/---
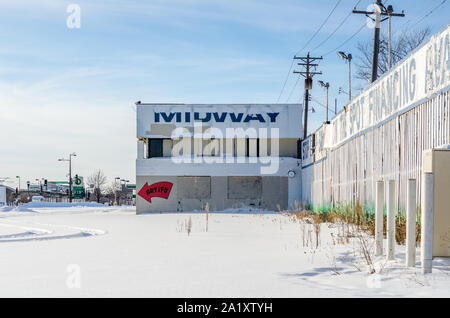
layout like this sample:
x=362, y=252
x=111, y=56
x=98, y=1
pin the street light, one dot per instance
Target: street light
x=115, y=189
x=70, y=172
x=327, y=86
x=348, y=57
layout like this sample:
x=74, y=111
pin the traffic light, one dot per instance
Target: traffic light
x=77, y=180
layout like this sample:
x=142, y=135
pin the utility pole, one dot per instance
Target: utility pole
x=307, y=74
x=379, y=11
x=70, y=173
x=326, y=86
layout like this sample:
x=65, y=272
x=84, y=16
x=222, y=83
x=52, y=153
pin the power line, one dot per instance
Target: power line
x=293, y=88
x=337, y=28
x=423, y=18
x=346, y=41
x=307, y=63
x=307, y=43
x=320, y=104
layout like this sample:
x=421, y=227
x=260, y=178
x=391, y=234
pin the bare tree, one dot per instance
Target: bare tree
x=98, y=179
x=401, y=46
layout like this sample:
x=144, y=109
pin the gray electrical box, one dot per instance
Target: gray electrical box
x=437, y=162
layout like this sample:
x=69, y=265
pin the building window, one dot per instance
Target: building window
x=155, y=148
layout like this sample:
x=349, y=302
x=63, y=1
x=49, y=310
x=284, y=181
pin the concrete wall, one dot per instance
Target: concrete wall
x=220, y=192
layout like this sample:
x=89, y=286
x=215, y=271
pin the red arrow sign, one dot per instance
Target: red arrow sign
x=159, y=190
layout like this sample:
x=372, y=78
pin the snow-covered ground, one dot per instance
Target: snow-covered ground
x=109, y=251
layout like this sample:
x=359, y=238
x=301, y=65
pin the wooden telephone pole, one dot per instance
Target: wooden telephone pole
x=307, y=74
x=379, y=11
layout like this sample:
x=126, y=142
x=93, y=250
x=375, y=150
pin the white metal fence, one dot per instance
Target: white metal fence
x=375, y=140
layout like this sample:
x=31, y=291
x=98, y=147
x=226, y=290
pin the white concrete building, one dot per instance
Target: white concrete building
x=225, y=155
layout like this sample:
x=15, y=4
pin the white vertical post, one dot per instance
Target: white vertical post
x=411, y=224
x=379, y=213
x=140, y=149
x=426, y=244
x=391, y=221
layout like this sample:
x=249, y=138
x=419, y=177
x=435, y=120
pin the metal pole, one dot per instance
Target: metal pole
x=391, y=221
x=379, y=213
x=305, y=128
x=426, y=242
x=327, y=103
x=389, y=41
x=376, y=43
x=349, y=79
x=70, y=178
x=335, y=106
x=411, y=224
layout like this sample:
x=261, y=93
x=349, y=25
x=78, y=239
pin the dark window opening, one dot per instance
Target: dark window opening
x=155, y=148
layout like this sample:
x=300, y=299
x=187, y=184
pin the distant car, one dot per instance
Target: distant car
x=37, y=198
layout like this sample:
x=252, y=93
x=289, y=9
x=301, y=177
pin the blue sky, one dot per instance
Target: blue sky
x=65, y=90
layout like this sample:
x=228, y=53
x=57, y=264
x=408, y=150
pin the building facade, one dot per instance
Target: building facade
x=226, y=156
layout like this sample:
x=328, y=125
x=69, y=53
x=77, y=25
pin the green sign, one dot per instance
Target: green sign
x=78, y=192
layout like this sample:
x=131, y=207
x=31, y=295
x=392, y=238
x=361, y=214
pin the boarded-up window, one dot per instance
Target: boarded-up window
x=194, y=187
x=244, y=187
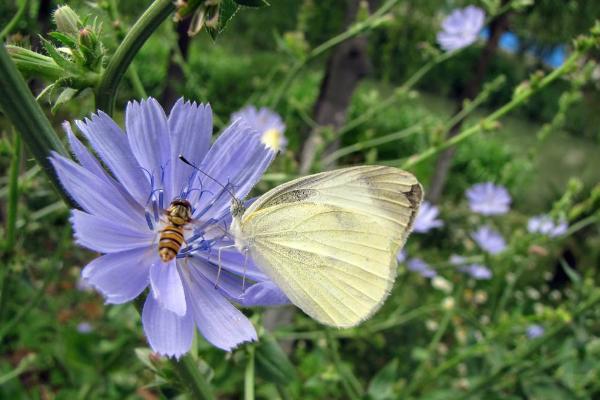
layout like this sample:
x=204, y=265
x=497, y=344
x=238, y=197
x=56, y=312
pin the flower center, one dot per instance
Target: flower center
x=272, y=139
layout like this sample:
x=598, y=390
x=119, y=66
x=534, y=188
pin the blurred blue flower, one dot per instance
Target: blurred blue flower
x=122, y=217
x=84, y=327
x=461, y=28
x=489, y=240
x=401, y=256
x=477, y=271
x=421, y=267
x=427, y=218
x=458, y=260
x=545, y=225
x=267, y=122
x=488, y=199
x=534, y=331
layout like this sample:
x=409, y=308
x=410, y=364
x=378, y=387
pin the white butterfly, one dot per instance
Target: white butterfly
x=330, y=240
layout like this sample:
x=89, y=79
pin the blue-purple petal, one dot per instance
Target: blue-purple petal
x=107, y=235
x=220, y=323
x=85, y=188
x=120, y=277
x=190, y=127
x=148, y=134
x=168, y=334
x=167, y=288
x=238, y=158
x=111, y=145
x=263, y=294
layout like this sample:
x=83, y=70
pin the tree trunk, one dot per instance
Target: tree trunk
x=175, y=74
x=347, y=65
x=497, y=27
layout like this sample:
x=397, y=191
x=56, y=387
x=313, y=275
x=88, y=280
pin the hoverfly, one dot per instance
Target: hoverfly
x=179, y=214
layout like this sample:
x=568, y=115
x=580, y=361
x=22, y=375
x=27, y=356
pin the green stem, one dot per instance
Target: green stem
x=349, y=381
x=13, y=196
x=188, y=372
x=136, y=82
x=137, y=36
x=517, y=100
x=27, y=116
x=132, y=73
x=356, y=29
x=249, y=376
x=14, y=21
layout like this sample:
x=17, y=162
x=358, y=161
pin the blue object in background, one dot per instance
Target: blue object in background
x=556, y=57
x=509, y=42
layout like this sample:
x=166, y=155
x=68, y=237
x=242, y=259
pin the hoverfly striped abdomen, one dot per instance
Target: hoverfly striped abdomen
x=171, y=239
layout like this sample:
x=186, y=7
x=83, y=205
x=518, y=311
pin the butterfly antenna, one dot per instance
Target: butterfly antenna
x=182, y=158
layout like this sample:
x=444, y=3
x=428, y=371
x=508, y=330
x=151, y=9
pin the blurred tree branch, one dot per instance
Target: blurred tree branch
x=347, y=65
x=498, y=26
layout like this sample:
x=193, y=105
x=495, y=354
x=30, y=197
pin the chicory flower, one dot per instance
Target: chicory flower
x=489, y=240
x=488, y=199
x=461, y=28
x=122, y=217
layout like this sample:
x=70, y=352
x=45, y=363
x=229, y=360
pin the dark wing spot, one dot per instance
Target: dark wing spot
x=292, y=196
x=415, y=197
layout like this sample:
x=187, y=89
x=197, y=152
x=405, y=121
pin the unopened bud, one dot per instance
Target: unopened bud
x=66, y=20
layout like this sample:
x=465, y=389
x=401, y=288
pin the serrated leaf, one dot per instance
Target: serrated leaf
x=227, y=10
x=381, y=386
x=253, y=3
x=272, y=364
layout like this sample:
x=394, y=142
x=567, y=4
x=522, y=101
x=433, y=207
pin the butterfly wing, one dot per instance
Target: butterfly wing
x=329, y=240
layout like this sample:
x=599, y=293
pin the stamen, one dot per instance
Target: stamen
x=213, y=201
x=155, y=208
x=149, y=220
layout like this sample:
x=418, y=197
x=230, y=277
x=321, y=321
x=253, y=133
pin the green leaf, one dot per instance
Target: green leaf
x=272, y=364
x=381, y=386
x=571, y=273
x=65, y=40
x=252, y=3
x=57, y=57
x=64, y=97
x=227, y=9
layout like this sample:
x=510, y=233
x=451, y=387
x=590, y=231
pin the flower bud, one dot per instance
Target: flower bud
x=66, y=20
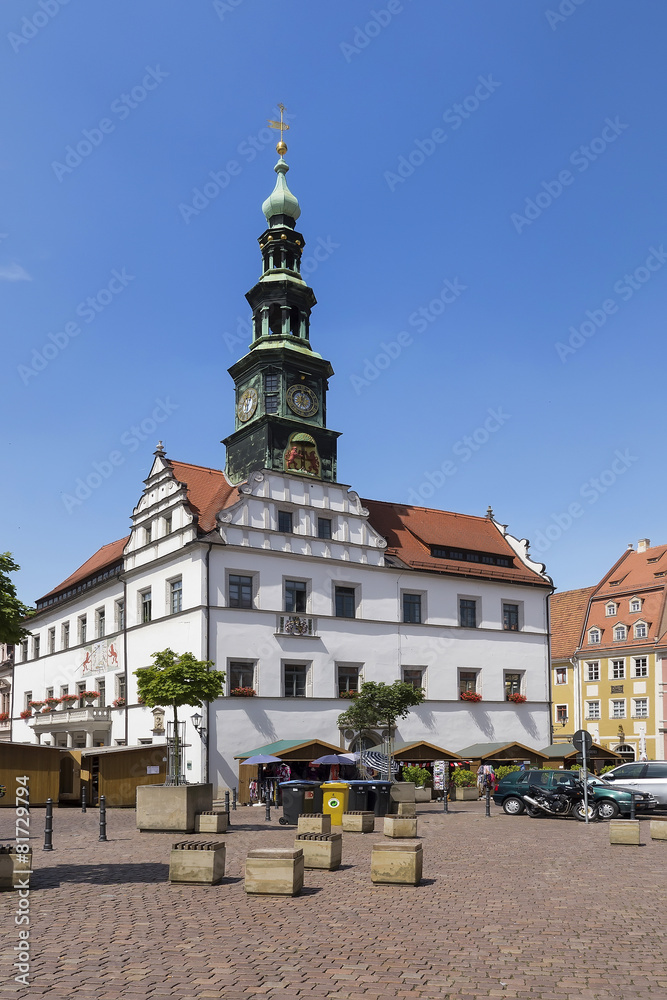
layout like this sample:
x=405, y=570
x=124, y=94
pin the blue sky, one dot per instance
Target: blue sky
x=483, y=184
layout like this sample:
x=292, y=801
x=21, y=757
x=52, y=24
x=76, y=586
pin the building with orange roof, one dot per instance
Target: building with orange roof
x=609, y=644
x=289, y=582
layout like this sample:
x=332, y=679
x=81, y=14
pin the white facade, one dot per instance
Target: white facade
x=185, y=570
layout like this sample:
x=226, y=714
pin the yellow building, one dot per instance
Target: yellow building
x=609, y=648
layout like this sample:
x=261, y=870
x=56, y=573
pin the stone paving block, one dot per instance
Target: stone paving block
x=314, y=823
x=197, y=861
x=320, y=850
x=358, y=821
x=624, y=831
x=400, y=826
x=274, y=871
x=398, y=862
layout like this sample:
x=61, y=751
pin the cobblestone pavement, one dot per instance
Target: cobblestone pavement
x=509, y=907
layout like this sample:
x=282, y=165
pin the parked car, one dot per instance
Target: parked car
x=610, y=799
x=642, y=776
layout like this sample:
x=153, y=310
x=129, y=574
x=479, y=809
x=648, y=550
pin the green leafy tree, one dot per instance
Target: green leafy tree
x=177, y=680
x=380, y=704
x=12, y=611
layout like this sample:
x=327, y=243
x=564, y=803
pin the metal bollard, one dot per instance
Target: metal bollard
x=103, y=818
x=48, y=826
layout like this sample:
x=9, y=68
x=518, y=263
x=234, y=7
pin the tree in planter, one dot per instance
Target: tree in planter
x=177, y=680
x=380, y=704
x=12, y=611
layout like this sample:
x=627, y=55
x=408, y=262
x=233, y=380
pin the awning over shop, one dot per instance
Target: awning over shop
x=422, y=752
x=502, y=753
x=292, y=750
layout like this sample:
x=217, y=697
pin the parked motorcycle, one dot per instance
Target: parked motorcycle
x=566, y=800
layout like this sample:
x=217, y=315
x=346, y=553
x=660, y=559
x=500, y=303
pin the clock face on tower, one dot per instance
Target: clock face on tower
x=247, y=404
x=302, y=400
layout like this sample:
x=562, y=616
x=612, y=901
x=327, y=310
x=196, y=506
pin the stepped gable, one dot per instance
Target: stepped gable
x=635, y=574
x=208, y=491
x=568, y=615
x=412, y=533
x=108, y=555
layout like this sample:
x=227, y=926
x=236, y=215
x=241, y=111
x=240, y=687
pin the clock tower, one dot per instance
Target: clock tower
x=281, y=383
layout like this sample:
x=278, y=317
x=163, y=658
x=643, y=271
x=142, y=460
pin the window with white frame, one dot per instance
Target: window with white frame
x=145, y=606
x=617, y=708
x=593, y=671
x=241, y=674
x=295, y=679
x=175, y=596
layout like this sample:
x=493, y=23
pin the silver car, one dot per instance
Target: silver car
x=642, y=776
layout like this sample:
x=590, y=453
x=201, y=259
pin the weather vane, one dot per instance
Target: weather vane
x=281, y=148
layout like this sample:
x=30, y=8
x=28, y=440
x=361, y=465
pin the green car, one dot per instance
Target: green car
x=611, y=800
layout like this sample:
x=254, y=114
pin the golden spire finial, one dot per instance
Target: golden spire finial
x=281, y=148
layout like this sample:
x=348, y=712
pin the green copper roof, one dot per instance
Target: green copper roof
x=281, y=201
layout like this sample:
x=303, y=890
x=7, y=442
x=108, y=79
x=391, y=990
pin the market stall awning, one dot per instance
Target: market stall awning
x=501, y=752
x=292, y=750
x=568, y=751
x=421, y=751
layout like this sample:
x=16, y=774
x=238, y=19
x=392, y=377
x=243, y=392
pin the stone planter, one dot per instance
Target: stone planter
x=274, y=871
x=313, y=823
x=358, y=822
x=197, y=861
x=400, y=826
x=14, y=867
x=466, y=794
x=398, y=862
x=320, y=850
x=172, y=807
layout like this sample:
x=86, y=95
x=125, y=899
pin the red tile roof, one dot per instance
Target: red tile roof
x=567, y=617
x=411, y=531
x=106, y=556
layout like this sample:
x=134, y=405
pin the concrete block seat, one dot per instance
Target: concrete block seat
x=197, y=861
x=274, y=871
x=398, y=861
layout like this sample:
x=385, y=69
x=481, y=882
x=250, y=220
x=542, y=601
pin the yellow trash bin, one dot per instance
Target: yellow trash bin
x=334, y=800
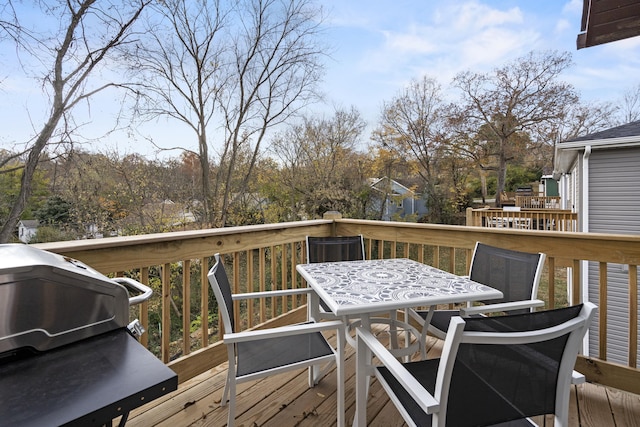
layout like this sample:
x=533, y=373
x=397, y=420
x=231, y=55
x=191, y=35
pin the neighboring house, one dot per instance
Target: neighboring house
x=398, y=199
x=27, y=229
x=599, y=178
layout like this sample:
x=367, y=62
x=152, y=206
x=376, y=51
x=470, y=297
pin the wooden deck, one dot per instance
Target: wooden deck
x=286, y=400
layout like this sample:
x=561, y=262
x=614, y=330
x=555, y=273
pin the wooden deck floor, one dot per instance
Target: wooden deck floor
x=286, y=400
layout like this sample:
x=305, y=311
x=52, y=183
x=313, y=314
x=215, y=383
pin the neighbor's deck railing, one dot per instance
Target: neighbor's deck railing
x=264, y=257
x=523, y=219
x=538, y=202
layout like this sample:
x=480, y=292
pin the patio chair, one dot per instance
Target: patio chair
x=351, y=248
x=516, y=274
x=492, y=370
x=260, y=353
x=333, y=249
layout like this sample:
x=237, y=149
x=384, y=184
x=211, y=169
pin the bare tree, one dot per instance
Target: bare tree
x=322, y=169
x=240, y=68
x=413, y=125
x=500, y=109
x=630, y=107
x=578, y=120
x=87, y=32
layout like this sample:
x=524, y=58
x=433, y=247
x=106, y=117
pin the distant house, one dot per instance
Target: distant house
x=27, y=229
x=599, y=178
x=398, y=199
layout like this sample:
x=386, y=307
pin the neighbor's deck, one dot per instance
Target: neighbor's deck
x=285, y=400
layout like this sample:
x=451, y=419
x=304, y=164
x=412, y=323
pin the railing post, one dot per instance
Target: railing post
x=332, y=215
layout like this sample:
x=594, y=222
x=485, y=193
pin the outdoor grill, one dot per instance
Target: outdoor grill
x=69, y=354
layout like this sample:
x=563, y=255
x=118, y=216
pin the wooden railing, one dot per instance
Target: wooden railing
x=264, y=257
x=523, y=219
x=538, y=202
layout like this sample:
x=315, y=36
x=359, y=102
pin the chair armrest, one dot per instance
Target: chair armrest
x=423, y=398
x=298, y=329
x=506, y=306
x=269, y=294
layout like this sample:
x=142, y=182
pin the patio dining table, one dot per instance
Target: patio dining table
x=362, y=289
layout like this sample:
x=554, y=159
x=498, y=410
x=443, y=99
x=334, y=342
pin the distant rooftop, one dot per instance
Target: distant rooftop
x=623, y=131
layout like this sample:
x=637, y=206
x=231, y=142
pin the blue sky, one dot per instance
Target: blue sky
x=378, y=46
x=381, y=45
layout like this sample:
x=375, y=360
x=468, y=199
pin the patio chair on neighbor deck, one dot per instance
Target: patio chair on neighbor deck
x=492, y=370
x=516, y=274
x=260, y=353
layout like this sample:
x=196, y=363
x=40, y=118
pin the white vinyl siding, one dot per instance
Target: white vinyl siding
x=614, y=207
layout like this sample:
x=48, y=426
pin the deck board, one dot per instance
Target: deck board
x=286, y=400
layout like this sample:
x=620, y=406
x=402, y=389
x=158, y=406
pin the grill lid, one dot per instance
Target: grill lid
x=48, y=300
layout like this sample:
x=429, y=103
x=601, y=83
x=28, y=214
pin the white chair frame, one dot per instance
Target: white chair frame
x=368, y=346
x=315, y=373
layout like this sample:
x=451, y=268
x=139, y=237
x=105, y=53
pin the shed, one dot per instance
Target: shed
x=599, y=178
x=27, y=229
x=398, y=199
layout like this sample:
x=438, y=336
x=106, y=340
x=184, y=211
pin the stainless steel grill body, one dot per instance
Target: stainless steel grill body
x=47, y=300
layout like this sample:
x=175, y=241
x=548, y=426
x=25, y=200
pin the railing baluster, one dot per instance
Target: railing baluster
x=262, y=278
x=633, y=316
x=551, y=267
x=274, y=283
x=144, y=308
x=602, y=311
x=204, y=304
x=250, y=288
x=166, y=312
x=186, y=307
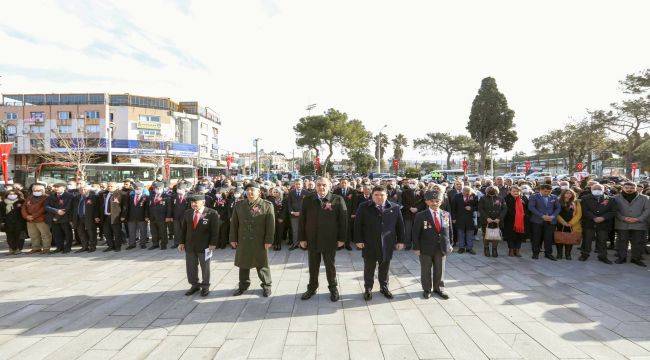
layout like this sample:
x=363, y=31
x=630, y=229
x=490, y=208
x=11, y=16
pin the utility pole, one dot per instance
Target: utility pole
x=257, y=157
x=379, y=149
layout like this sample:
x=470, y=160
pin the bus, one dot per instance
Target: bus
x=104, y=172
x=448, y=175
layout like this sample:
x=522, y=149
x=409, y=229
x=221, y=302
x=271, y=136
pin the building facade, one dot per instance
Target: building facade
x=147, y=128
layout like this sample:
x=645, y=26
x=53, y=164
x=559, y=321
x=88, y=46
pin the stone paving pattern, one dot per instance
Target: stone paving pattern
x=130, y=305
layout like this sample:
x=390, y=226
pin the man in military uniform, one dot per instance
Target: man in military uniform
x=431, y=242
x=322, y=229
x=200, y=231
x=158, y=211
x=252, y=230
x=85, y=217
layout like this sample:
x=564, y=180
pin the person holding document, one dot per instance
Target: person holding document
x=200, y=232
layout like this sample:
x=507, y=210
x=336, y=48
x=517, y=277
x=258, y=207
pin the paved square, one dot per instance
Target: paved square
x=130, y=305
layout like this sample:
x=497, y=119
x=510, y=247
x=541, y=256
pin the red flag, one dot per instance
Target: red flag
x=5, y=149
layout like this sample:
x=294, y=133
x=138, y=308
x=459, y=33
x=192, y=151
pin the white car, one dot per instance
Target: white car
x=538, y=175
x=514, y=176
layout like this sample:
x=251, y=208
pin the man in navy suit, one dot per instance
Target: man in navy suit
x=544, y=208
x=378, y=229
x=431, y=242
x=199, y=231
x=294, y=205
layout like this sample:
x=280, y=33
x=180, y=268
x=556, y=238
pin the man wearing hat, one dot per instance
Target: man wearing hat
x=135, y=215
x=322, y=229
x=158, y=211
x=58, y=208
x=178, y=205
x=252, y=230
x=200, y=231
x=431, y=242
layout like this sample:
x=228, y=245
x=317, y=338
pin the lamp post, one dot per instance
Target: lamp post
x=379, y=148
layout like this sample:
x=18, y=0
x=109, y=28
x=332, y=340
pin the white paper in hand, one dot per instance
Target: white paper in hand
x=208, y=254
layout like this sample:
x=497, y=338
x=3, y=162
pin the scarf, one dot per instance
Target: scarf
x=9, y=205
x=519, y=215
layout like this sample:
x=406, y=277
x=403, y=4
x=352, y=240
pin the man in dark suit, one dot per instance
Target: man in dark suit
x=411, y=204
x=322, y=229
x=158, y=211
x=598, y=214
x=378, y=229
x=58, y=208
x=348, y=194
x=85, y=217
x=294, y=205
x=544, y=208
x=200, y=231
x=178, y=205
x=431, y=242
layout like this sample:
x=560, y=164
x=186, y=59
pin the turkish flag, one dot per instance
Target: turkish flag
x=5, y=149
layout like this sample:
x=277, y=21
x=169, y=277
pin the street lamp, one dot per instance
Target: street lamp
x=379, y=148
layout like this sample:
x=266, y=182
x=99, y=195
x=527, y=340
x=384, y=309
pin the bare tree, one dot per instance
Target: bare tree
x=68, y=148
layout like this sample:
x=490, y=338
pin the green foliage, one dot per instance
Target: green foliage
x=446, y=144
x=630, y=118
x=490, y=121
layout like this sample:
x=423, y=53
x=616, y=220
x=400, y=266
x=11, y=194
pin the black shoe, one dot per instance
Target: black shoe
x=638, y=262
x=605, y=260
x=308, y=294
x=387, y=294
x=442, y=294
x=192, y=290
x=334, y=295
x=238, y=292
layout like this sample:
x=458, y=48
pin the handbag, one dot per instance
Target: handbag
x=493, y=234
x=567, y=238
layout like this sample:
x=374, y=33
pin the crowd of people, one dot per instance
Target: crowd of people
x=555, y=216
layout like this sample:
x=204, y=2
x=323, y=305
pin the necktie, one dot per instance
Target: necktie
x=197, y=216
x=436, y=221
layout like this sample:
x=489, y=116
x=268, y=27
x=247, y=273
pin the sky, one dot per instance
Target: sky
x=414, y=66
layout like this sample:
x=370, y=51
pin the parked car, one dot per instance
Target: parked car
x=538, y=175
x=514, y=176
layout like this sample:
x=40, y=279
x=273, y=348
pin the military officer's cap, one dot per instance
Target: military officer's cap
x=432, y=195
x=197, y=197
\---
Exercise directions:
Would you please repeat only the lines above, beginning at the one that has "Target: concrete block seat" and stopping after the one that has "x=412, y=323", exactly and with no pictures?

Response to this exercise:
Target: concrete block seat
x=197, y=861
x=274, y=871
x=398, y=861
layout like this sample:
x=385, y=69
x=481, y=882
x=250, y=220
x=542, y=601
pin the yellow trash bin, one dot per instance
Target: yellow trash bin
x=334, y=800
layout like this sample:
x=533, y=373
x=397, y=420
x=231, y=55
x=191, y=35
pin the neighboring house, one dot per instance
Target: neighboring house
x=398, y=199
x=27, y=229
x=599, y=178
layout like this sample:
x=367, y=62
x=152, y=206
x=376, y=51
x=470, y=297
pin the wooden deck, one dot per instance
Target: wooden deck
x=286, y=400
layout like this sample:
x=561, y=262
x=614, y=330
x=555, y=273
pin the wooden deck floor, one dot per instance
Target: wooden deck floor
x=286, y=400
layout like this sample:
x=305, y=311
x=52, y=183
x=313, y=314
x=215, y=383
pin the neighbor's deck railing, one dot per instance
Target: neighbor's deck railing
x=264, y=257
x=523, y=219
x=538, y=202
layout like this sample:
x=480, y=292
pin the patio chair, one dot per instance
Target: patio chair
x=351, y=248
x=516, y=274
x=492, y=370
x=260, y=353
x=333, y=249
layout like this sample:
x=237, y=149
x=384, y=184
x=211, y=169
pin the bare tree, one dot per instance
Target: bare tree
x=322, y=169
x=240, y=68
x=413, y=125
x=500, y=109
x=630, y=107
x=578, y=120
x=87, y=32
layout like this sample:
x=524, y=58
x=433, y=247
x=106, y=117
pin the distant house, one dot per instance
Target: distant house
x=27, y=229
x=599, y=178
x=398, y=199
layout like this sample:
x=386, y=307
pin the neighbor's deck, one dot per instance
Target: neighbor's deck
x=285, y=400
layout like this sample:
x=451, y=419
x=304, y=164
x=412, y=323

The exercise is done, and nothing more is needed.